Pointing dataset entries
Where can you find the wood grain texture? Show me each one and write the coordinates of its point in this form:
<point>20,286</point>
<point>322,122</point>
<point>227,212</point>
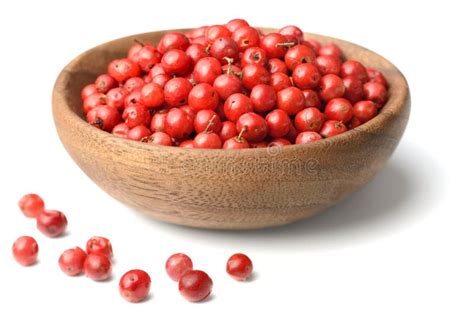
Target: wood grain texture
<point>221,189</point>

→ Short problem
Copy every entry above in full, requests included, but increase each coordinate in the answers by 111 while leaving the requests and their sample points unchanged. Leave the pictures out.

→ Answer to the task
Where can you find the wood grain texture? Show me each one and write the coordinates of its point in this form:
<point>20,286</point>
<point>322,122</point>
<point>227,212</point>
Target: wood grain texture
<point>332,300</point>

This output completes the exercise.